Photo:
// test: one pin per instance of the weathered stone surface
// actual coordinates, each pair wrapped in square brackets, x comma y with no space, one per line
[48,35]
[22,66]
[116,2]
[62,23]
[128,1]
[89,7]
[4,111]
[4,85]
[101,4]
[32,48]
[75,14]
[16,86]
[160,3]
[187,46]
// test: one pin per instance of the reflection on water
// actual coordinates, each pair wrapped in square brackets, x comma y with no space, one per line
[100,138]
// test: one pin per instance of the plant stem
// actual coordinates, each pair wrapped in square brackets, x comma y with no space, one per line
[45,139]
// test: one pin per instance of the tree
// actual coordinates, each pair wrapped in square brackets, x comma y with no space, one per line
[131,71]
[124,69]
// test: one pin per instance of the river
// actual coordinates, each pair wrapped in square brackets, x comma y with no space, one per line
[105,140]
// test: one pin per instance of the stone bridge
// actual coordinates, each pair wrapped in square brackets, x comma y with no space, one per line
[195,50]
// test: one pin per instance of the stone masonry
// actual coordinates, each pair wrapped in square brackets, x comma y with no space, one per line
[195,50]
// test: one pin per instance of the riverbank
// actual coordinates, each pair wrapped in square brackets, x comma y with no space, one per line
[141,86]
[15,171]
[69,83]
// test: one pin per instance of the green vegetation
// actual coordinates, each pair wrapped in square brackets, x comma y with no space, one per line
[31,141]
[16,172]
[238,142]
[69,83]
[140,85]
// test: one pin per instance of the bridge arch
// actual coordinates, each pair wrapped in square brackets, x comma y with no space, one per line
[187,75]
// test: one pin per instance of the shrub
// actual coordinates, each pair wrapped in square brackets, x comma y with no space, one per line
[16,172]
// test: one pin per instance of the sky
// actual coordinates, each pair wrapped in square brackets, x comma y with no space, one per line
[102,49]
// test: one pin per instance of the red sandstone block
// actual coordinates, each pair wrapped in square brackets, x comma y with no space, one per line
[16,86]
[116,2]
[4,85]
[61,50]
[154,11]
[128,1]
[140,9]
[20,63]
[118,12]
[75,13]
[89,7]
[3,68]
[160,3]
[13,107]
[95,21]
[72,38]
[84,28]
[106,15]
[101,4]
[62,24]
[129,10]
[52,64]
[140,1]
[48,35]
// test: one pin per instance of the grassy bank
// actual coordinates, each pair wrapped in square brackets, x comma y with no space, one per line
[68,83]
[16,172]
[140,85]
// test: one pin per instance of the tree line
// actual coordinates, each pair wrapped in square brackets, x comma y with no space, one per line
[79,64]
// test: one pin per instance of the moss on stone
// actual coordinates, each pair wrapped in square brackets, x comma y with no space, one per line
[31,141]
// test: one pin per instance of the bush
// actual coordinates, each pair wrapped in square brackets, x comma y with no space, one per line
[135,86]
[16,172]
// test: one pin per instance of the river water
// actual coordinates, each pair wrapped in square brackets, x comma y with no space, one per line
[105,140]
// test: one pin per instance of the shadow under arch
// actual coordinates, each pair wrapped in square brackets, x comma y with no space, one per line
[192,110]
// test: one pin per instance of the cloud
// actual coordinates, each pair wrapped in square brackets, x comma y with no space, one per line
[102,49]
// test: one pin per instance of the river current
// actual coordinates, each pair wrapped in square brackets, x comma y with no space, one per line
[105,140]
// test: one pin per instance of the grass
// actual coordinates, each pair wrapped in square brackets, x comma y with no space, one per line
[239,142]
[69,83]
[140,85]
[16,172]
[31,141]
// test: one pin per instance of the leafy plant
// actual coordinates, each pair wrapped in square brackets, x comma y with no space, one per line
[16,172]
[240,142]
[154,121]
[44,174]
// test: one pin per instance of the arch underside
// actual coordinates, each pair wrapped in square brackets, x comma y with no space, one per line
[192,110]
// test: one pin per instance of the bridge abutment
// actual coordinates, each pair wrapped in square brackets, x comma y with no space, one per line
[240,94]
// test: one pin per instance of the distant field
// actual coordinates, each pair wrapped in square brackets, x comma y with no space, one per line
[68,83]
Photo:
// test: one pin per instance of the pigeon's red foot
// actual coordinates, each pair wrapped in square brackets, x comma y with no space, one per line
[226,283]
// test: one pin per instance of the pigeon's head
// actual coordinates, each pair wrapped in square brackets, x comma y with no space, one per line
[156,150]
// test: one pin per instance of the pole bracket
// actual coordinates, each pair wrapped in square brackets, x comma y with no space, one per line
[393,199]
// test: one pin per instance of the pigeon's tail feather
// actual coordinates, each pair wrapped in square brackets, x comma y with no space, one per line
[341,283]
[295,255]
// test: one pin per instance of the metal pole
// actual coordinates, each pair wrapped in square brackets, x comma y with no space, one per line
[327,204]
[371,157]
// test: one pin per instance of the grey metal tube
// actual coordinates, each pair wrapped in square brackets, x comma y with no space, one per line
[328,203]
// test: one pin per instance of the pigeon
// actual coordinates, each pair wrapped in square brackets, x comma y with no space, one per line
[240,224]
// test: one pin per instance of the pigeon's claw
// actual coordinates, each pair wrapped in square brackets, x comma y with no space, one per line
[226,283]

- - -

Please output the entries above, every line exactly as it reads.

→ **SOLUTION TO THE PROBLEM**:
Photo:
// test: one pin per instance of the weathered stone surface
// actual coordinates, each pair wrapped in square brackets, x comma y with no space, one per line
[48,35]
[22,66]
[116,2]
[62,23]
[128,1]
[89,7]
[4,111]
[4,85]
[101,4]
[32,48]
[75,14]
[16,86]
[160,3]
[187,46]
// test: one pin per instance of the reflection on water
// actual coordinates, each pair wrapped in square brackets, x comma y with no space, one per line
[100,138]
// test: one pin per instance of the plant stem
// actual coordinates, each pair wrapped in square brackets, x comma y with no space, one per line
[45,139]
// test: one pin per instance of the tree
// actual coordinates, each pair wrapped in square brackets, x comma y with no space, one per line
[131,71]
[124,69]
// test: one pin per instance of the river
// actual coordinates, each pair wrapped in square brackets, x comma y with no space, one per line
[105,140]
// test: one pin per instance of the stone bridge
// actual coordinates, each pair wrapped in square brackets, x comma y with no space, one per line
[195,50]
// test: one pin per instance of the stone masonry
// actual coordinates, each pair wrapped in square brackets, x comma y with no space, one per line
[195,50]
// test: one pin per instance of the riverbank
// actual coordinates, each pair wrapped in square brackets, x comma y with no space, one per line
[141,86]
[15,171]
[69,83]
// test: one pin per instance of the green vegetation
// actual coordinates, each pair wrapped in square brackets, x comma y with no space, one per line
[31,141]
[16,172]
[238,142]
[69,83]
[140,85]
// test: one pin per instance of the bridge arch
// actual coordinates, each pair wrapped in square brackets, x comma y with no space, one per line
[187,75]
// test: one pin per instance of the shrub
// actual coordinates, each pair wrapped in square brackets, x comma y with no space, one per line
[16,172]
// test: one pin per instance of the sky
// actual coordinates, each pair wrapped in square brackets, x comma y with no space, one per line
[102,49]
// test: one pin per instance of the red sandstone block
// actual coordinates, each pair wrapped in square brackets, x comma y with no space, one per line
[16,86]
[116,2]
[4,85]
[61,50]
[154,11]
[128,1]
[140,9]
[20,63]
[118,12]
[75,13]
[89,7]
[3,68]
[160,3]
[13,107]
[95,21]
[72,38]
[84,28]
[106,15]
[101,4]
[62,24]
[129,10]
[52,64]
[140,1]
[48,35]
// test: one pin per instance of the grassy bank
// actual coordinates, each pair wrapped in square brackets, x comma y with no space, one per line
[68,83]
[16,172]
[140,85]
// test: one pin per instance of the tree line
// actual coordinates, each pair wrapped in square brackets, x comma y with no space, one per line
[79,64]
// test: one pin per instance of the moss on stone
// actual coordinates, each pair wrapped in square brackets, x comma y with no space, one per line
[31,141]
// test: one pin per instance of the bush
// actual coordinates, each pair wrapped in square brackets, x comma y with no space, one per line
[135,86]
[16,172]
// test: one pin per instance of the river water
// actual coordinates, each pair wrapped in square brackets, x comma y with no space, one per line
[105,140]
// test: one pin per instance of the shadow under arch
// actual coordinates, each pair wrapped in square brackets, x comma y with no space, one per line
[192,110]
// test: one pin per instance of the cloud
// actual coordinates, each pair wrapped in square brackets, x comma y with no space, one per line
[102,49]
// test: one pin per instance of the river current
// actual coordinates, each pair wrapped in square brackets, x comma y with no space, one per line
[105,140]
// test: one pin per instance of the grass
// actual coordinates, each pair wrapped in square brackets, x comma y with no space, one per line
[239,142]
[69,83]
[140,85]
[16,172]
[31,141]
// test: one pin per instance of the leafy plant
// actual coordinates, each pair wrapped in square brackets, x comma y with no space, one per line
[16,172]
[240,142]
[154,121]
[44,174]
// test: one pin per instance of the arch underside
// actual coordinates, each pair wrapped in square brackets, x comma y with no space, one per line
[192,110]
// test: one pin per instance of the bridge abutment
// actual coordinates, each pair wrapped in square brackets, x comma y with no space, one per line
[240,94]
// test: one pin per instance of the distant field
// actual coordinates, each pair wrapped in square brackets, x comma y with no space, one per line
[68,83]
Photo:
// test: one pin per instance of the pigeon's red foot
// actual coordinates, each pair wrapped in square brackets, x comma y with no space, one per line
[226,283]
// test: one pin per instance of the pigeon's head
// actual coordinates, each pair wrapped in square brackets, x comma y with no space, one per line
[156,150]
// test: one pin per instance of the pole bracket
// actual coordinates, each pair wrapped in square brackets, x comma y with no space, one per line
[393,199]
// test: one pin per instance of the pigeon's tail feather
// actual coordinates, each pair wrapped in square brackets, x comma y with no space, one per line
[341,283]
[295,255]
// test: one pin per instance of the metal pole
// actual coordinates, each pair wrapped in square brackets, x comma y with no space, one per line
[327,204]
[371,157]
// test: one pin per instance of the grey metal tube
// actual coordinates, each pair wrapped in square brackets, x comma y with no space, one per line
[328,203]
// test: one pin per instance of the pigeon
// actual coordinates, each pair wrapped in square brackets, x comma y with no space, one per line
[240,224]
// test: one pin per instance of the pigeon's claw
// actual coordinates, each pair wrapped in square brackets, x comma y with no space, one per line
[226,283]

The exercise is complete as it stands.